#### [Фрагмент документа]

================================

Ирина Полянская - Литература - это послание (интервью) Страница 4
Ирина Полянская - Литература - это послание (интервью) читать онлайн бесплатно
-- Е.Ч. В роман включены короткие, в несколько страниц каждый, портреты-эссе, посвященные Довженко, Дзиге Вертову, Эйзенштейну, Вере Холодной и др., захватывающие читателя профессиональным блеском и абсолютным проникновением в предмет... Так о Довженко, умевшем "обращаться со смертью, как Рубенс с формой...", или, скажем, о "человеке с киноаппаратом" Дзиге Вертове еще никто не писал...

================================

#### [Что нужно сделать]
Продолжите, пожалуйста, приведённое выше интервью с Ириной Полянской, начав сразу после его последней фразы.

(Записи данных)
================================

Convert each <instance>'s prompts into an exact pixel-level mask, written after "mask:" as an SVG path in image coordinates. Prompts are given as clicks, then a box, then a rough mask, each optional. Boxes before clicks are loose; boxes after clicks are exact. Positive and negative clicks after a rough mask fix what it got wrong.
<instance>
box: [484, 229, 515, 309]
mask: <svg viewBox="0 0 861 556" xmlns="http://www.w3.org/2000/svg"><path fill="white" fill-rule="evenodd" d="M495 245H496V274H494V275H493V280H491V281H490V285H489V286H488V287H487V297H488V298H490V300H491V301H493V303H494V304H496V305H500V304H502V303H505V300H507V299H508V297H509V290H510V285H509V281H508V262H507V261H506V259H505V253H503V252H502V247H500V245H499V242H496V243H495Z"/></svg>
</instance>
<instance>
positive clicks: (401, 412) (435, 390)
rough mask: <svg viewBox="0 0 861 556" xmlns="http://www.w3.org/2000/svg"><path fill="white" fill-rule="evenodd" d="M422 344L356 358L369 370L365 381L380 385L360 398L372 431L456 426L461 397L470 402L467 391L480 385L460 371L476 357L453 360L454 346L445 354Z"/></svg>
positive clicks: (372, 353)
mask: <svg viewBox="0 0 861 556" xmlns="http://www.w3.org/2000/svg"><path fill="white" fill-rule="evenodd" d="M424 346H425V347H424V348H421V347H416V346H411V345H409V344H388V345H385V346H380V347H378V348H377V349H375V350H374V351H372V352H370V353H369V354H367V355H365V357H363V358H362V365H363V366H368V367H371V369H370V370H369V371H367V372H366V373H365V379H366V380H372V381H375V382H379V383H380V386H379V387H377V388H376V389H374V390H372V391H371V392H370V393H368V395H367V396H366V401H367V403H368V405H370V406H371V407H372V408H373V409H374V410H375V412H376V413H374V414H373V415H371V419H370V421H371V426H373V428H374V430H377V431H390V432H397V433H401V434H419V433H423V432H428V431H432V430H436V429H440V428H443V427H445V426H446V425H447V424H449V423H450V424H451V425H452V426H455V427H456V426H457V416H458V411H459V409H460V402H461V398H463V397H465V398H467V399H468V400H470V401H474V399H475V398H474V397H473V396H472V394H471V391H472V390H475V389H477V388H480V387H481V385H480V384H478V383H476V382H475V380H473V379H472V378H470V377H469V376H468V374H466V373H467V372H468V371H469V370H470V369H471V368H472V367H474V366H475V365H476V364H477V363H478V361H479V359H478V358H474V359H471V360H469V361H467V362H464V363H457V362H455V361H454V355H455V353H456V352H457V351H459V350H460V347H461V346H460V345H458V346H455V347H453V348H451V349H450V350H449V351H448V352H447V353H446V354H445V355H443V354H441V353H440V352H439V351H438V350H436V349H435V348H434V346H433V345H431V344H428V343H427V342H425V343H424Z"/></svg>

================================

#### [Ответ на задание]
-- И.П. Я многое использовала из того, что он мне рассказывал. Плюс многое взяла из книг. Я не гналась за подробностями и деталями -- в отличие, скажем, от рассказа "Тихая комната", где это стремление доминировало, --меня интересовала история выживания недюжинного человека, одаренного талантом, в условиях подавления всего индивидуального, все эти извивы компромиссного мышления и приспосабливания к окружающему миру под гнетом обстоятельств, проявления стойкости и слабости, догмы и творческого порыва... Что камера делает с историей -- мне уже было более или менее ясно. А вот что она делает с пространством и временем? Ч т о остается на месте отснятых образов и ч е м именно заполняется э т а пустота?.. В общем, все эти завораживающие и пугающие вопросы второй половины ХХ века, до которых наконец доросла наиболее продвинутая и впечатлительная часть ценителей кинофотопродукции. Я поняла, что это очень одинокий человек, больше озабоченный приведением своего прошлого в правильный, по его разумению, порядок. И, в общем, я в нем разочаровалась. А когда отношения наши стали напоминать Шехерезаду -- в мужском ее варианте, -- я постаралась свернуть свою лавочку...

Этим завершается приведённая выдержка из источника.